Excerpted text |
BEGIN

Amazon SageMaker is a fully managed service that removes the heavy lifting from each step of the machine learning workflow, and provides every developer and data scientist with the ability to build, train, and deploy machine learning (ML) models quickly. The Amazon SageMaker BlazingText algorithm provides highly optimized implementations of the Word2vec and text classification algorithms. The Word2vec algorithm is useful for many downstream natural language processing (NLP) tasks, such as sentiment analysis, named entity recognition, machine translation, etc. Text classification is an important task for applications that perform web searches, information retrieval, ranking, and document classification. Learn more about Amazon BlazingText algorithm here.

Sentiment Analysis

Sentiment Analysis is an application of NLP. Teaching a machine to analyse a sentiment is a classification problem. Here the ML model undergoes a supervised learning where the input data has features that teach the model to predict the label(e.g. Positive, Negative, Neutral).

There are various use cases of Sentiment Analysis wherein businesses can gather the public sentiment on a product that was released recently.

SageMaker Studio

In this lab, we will be using the SageMaker Studio. Amazon SageMaker Studio provides a single, web-based visual interface where you can perform all ML development steps. SageMaker Studio gives you complete access, control, and visibility into each step required to build, train, and deploy models.

END

Short exercise | According to the SageMaker text, which two algorithms does the BlazingText algorithm provide highly optimized implementations of?

Material |
BEGIN

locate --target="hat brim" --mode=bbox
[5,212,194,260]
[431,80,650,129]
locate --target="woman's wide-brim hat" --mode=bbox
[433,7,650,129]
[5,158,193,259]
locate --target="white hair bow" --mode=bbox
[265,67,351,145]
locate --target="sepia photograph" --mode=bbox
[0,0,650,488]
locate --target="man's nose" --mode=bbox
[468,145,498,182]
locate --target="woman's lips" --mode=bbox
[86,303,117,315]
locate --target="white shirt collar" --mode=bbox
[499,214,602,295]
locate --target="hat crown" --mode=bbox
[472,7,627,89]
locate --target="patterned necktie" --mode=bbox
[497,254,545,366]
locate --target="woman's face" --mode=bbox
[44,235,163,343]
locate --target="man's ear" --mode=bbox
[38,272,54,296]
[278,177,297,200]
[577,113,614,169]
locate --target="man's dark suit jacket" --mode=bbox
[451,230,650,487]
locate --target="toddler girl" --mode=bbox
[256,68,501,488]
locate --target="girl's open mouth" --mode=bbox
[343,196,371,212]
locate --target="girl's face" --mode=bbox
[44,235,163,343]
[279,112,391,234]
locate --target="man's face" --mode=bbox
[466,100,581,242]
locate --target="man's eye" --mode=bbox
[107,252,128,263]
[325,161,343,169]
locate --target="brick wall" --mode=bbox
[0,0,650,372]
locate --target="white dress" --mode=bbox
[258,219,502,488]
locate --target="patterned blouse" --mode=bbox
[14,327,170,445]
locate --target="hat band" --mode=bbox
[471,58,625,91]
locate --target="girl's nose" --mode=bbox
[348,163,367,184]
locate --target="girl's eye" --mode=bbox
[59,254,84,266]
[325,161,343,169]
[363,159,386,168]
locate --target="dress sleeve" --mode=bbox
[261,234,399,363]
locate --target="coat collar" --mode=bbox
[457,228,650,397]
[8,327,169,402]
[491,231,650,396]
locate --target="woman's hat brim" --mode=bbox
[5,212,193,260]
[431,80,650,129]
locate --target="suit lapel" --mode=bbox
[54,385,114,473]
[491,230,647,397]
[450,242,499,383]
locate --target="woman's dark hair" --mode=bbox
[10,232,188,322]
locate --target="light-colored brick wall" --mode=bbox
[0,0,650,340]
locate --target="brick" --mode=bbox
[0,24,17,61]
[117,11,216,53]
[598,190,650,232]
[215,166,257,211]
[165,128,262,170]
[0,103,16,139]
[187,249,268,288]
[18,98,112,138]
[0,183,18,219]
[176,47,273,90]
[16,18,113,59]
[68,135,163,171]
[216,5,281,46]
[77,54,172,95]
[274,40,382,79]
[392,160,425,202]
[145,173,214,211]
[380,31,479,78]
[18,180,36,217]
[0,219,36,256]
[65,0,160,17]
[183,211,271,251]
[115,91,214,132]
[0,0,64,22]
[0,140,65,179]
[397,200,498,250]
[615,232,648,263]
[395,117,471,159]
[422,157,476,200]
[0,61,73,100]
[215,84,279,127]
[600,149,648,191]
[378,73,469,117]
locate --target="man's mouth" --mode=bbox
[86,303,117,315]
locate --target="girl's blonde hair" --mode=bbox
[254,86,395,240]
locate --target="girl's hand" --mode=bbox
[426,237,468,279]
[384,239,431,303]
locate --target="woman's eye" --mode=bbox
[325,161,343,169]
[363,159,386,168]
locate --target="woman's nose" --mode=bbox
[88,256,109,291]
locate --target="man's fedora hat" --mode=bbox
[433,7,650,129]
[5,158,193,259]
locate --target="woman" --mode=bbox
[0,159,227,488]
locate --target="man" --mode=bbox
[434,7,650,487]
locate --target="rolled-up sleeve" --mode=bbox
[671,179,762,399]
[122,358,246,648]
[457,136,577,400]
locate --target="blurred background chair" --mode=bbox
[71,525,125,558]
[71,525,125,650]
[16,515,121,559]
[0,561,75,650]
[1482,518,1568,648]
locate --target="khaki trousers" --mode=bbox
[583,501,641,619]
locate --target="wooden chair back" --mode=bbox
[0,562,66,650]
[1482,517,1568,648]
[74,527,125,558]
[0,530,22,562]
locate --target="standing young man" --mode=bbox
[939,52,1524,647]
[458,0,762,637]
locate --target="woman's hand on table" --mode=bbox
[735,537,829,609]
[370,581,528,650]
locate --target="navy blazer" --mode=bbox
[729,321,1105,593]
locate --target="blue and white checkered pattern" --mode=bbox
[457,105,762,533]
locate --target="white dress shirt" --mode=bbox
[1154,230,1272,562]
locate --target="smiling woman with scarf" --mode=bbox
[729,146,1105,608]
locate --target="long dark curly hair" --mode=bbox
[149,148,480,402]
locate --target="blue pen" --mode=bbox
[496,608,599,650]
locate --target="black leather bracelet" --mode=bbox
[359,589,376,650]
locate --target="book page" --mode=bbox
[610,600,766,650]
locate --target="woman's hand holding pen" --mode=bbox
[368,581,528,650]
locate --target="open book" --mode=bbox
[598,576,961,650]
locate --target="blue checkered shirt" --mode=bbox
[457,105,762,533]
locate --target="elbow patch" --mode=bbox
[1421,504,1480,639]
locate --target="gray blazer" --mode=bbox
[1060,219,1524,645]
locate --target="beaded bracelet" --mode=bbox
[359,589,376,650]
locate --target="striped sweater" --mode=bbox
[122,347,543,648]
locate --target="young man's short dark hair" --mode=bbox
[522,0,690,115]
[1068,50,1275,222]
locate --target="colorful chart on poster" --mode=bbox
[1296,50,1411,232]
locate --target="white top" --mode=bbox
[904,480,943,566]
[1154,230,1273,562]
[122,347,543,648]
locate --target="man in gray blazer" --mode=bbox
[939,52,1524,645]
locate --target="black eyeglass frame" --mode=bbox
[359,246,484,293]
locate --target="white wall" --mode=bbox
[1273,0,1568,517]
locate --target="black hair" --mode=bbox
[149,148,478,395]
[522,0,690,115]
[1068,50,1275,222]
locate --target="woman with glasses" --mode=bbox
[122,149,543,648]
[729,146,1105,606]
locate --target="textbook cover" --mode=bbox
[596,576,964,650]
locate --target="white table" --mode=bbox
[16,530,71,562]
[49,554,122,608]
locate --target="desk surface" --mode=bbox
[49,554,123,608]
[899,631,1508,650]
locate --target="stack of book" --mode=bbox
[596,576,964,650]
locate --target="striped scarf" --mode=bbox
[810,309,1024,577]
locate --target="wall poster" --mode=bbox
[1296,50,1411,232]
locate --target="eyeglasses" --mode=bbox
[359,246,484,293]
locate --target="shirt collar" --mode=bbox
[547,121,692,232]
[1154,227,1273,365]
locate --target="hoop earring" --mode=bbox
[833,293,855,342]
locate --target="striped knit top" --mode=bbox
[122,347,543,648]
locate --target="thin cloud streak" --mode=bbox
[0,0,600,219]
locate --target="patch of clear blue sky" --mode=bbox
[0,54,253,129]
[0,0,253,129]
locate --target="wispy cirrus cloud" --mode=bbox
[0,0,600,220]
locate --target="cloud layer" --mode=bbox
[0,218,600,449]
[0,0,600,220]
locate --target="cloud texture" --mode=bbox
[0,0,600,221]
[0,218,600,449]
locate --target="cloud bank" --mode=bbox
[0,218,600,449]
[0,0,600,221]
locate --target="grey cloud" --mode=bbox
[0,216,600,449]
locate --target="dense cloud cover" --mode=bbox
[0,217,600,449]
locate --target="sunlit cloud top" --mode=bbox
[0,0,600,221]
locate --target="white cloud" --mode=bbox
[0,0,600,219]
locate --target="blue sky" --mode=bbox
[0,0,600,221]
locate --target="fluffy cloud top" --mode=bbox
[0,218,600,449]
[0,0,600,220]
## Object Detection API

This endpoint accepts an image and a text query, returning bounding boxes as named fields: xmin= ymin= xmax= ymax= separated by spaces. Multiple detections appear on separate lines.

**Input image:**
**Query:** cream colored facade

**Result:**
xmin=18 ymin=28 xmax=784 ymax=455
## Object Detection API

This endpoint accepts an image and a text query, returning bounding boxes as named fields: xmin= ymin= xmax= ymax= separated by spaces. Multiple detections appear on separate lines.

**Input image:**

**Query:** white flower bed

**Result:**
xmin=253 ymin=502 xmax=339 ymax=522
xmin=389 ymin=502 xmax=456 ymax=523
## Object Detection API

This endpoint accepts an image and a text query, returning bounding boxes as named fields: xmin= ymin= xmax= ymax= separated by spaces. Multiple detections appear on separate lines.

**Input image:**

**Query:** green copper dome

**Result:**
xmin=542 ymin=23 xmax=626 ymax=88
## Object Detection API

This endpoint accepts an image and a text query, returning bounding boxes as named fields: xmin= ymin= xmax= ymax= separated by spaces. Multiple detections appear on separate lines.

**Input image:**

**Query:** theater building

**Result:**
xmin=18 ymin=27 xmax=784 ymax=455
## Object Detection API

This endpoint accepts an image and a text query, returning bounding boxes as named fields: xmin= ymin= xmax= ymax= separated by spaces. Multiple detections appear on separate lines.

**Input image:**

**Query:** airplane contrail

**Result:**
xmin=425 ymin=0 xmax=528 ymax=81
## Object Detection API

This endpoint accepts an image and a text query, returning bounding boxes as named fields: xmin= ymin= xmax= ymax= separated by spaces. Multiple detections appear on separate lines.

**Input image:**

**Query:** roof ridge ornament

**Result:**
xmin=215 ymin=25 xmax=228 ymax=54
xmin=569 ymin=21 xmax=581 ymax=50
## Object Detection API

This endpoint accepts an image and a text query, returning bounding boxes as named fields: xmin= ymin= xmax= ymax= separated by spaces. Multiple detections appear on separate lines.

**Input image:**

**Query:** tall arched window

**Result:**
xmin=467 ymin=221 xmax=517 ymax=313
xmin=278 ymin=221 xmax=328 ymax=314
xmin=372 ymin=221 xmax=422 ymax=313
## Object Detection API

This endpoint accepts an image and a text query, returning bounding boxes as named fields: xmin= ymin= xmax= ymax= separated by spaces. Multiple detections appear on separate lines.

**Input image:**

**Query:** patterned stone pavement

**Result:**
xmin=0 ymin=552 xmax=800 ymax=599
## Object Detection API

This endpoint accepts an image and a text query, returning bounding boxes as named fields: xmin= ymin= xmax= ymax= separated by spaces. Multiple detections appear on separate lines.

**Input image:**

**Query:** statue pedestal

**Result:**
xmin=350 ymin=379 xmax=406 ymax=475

END

Expected answer | The Word2vec and text classification algorithms.